- [WHAT IS ASKED]
a. In the Le Gai Savoir review, what does the film's title translate as?
b. From the Le Gai Savoir review, extract the passage between "Over three years, partially" and "as Joyful Wisdom.", inclusive.

--- DOCUMENT SECTION ---

Archive for May 14th, 2008

LE GAI SAVOIR (Jean-Luc Godard, 1968)

May 14, 2008

Over three years, partially lit by the interior flame of their radicalism, two young militants, Émile Rousseau, a descendant of Jean-Jacques, and Patricia Lumumba, Patrice’s “daughter,” meet after-hours on a bare stage in an otherwise pitch-dark television studio and discuss politics and filmmaking. As witnesses, we receive from this discussion, and from accompanying recent and contemporary images and sounds, an enlightened education. The young pair teach themselves and one another, and we are collateral beneficiaries—along with writer-director Jean-Luc Godard, whose ambivalence over violent revolution is given a projective debate. The film’s title translates as Joyful Wisdom.

--- DATASET CONTENT ---

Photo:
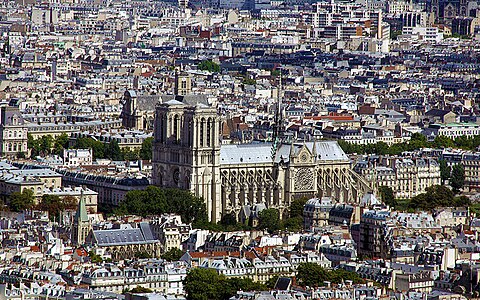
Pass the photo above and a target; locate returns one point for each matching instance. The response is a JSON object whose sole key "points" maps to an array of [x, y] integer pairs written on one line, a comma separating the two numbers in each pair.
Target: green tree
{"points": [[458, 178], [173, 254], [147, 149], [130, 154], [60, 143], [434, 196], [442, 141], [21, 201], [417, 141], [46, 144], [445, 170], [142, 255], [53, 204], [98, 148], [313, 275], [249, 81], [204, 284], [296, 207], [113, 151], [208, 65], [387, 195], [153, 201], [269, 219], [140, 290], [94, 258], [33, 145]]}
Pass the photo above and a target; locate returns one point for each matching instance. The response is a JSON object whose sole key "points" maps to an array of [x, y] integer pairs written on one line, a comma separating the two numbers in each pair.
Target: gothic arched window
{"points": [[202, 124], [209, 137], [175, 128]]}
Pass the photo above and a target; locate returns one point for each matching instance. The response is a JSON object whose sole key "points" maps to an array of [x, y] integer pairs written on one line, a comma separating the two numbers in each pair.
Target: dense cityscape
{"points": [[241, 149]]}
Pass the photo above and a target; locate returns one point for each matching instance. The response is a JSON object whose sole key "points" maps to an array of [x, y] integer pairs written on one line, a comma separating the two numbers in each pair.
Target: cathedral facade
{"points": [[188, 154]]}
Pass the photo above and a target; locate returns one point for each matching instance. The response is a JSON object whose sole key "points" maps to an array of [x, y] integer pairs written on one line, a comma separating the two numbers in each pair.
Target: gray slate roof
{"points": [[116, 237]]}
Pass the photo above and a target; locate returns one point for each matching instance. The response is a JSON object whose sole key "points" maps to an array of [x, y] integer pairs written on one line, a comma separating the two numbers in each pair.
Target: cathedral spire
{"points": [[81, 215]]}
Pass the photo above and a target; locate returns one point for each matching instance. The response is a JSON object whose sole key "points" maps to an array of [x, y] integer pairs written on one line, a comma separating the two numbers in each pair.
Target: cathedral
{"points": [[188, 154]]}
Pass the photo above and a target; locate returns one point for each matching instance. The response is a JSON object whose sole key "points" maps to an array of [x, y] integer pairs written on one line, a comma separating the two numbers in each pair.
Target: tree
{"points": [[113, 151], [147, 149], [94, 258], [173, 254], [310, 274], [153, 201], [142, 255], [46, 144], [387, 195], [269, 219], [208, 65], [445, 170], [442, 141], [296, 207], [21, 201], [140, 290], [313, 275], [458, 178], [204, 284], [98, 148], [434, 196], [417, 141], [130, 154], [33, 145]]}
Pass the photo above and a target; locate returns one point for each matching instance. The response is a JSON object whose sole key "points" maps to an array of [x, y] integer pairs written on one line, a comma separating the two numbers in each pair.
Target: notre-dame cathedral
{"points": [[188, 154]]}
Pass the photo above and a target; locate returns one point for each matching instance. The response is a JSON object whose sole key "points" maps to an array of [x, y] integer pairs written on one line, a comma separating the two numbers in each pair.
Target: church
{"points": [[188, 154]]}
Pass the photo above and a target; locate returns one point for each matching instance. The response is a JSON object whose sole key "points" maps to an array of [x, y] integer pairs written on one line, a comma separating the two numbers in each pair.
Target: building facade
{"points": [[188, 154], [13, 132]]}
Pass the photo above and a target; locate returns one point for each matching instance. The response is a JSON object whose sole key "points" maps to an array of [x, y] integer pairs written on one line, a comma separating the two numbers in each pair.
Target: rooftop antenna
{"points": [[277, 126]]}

---

- [RESPONSES TO THE EXERCISE]
a. Joyful Wisdom.

b.
Over three years, partially lit by the interior flame of their radicalism, two young militants, Émile Rousseau, a descendant of Jean-Jacques, and Patricia Lumumba, Patrice’s “daughter,” meet after-hours on a bare stage in an otherwise pitch-dark television studio and discuss politics and filmmaking. As witnesses, we receive from this discussion, and from accompanying recent and contemporary images and sounds, an enlightened education. The young pair teach themselves and one another, and we are collateral beneficiaries—along with writer-director Jean-Luc Godard, whose ambivalence over violent revolution is given a projective debate. The film’s title translates as Joyful Wisdom.